What is being asked: Your answer should be the lines from the one containing "Could you spot the soldier in" through the final line below, copied exactly.

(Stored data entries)
-=-=-=-=-
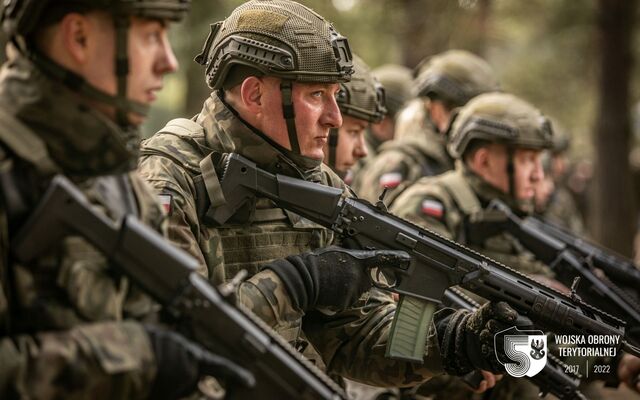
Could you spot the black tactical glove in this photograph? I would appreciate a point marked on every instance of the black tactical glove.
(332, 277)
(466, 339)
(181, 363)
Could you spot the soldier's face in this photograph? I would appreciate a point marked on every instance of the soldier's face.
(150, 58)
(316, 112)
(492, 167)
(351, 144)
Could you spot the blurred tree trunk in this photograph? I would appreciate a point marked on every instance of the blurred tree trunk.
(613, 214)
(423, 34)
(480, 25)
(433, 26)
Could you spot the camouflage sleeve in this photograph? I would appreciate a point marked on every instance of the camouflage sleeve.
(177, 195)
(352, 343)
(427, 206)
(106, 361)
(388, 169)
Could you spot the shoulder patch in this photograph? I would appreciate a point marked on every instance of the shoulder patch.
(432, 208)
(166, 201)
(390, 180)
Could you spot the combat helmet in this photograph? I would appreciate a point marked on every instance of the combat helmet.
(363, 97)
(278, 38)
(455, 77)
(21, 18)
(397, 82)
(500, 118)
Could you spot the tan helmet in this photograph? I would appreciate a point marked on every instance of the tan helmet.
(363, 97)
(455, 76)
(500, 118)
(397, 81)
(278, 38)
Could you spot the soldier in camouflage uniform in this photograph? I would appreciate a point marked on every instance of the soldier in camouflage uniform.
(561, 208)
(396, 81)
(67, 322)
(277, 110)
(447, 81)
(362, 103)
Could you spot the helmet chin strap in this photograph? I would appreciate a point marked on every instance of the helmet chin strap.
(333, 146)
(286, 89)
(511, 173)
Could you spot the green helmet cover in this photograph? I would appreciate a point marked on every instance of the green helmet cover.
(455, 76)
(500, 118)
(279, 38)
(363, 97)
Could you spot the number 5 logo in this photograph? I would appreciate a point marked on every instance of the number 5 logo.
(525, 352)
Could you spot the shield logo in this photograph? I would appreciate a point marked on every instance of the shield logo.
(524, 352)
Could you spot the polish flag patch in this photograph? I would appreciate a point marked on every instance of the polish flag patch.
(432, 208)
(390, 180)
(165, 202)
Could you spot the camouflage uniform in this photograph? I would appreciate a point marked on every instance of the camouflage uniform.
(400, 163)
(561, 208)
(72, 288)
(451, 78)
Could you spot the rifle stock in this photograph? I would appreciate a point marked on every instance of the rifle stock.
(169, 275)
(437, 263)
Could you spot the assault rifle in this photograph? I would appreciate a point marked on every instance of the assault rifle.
-=-=-=-=-
Exercise result:
Could you spot the soldier in camouflage uniform in this photograph? I would appreciate a point marked on every instance of the soldier in camouflage uniform.
(561, 208)
(396, 81)
(67, 322)
(277, 110)
(447, 81)
(362, 103)
Could you spot the helmet chin strap in this photograph? I would appreciate a point marked on every instance of the helmet chin strap.
(333, 146)
(286, 89)
(511, 173)
Could you spot the green helmet cover in this photograph? I would appreciate a point marked on every instance of the green helmet cover.
(455, 76)
(500, 118)
(279, 38)
(363, 97)
Could you spot the number 5 logo in this photograph? I would appreciate a point marked on every instance of the number 5 logo.
(525, 352)
Could you spot the shield logo in this photograph? I would appreciate a point marked on every instance of the shield logo.
(524, 352)
Could you spot the polish flag patch in this photograph? I would appreciate a point marked on every instance of the polish flag patch.
(432, 208)
(390, 180)
(165, 202)
Could you spot the camouflage uniform in this photograph? I would appreciate a point marked on every instance of the camouflage uniform.
(400, 163)
(561, 208)
(72, 288)
(451, 78)
Could you spot the rifle stock in this photograph? I would appreciate a point marked on every instance of the rifle stock.
(169, 275)
(437, 263)
Could you spot the assault rifle in this photograph? I would appreciate a point marked on every instance of the assault rifle.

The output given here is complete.